REQUIRED TASKS
**1)** Return the passage of the article on Madagascar's malnutrition crisis from "It is estimated" down to "be distributed too.", word for word.
**2)** According to the article on Madagascar's malnutrition crisis, in how many locations across southern Madagascar has MSF set up mobile clinics?

Malnourished Madagascar Children Struggle Despite Treatment

It is estimated that more than a million people face hunger in the country's worst drought in decades. An immediate and massive increase in food aid is urgently needed for  the region, says Médecins Sans Frontières (MSF). MSF has set up mobile clinics in 17 locations across southern Madagascar. Given the situation, deforestation, sandstorms, etc, providing treatment for malnutrition is just not enough. Food must be distributed too.

People in southern Madagascar are experiencing an exceptionally acute food and nutrition crisis that is leaving thousands of children severely ill and pushing entire families into extreme poverty. Since March 2021, MSF emergency teams have been setting up more and more mobile clinics to deliver humanitarian and medical assistance in several districts across the region. They have now begun distributing food and recently opened an inpatient therapeutic feeding centre in the hospital in the town of Ambovombe.

"We're seeing malnourished children struggling to regain weight after weeks of treatment in our mobile clinics. The medical care we provide and the half-rations different organisations have been distributing are not enough to reverse the trend in a setting where there is so little access to food. A massive increase in emergency food assistance is an absolute priority," says MSF's head of emergency programmes Bérengère Guais.

MSF is responding to a major nutritional crisis in Madagascar. Over 1 in 4 children in the area suffer from acute malnutrition.

Exploratory mission led by MSF to respond to the on-going nutritional crisis in Madagascar. In Fokontane (villages) Andrambaly I et Andrambaly II, in the municipality of Maheny, Beloha's distict, Androy's region, the teams set up a mobile clinic for children under five. They carry out nutritional screening and distribute Plumpy'nut (therapeutic food) rations for children suffering from severe acute malnutrition.

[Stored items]
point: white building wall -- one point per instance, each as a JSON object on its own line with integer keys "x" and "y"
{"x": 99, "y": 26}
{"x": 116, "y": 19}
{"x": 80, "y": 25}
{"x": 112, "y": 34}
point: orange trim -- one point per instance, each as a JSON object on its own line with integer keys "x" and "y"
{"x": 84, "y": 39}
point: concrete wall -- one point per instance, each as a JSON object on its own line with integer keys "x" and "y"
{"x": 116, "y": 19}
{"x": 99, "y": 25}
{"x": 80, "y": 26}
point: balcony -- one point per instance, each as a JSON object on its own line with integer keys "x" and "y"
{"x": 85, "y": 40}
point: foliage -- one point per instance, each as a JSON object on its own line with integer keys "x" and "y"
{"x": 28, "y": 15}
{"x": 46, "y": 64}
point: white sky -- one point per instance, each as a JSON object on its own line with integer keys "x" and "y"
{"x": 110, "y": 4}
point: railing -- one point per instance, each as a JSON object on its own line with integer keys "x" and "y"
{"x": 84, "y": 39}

==

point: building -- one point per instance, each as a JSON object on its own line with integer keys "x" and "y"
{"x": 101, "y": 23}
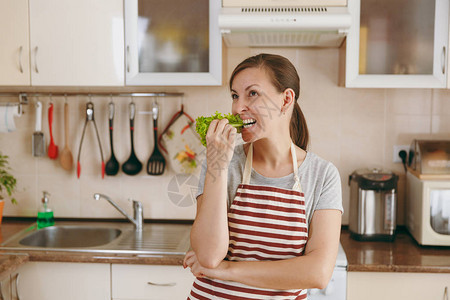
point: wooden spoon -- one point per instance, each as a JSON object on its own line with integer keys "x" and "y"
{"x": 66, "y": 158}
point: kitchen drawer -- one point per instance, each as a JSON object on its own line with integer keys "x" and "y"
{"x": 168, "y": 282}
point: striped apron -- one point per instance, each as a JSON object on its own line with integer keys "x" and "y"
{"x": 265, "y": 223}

EXERCISE ANSWERS
**1)**
It is estimated that more than a million people face hunger in the country's worst drought in decades. An immediate and massive increase in food aid is urgently needed for  the region, says Médecins Sans Frontières (MSF). MSF has set up mobile clinics in 17 locations across southern Madagascar. Given the situation, deforestation, sandstorms, etc, providing treatment for malnutrition is just not enough. Food must be distributed too.

**2)** 17 locations.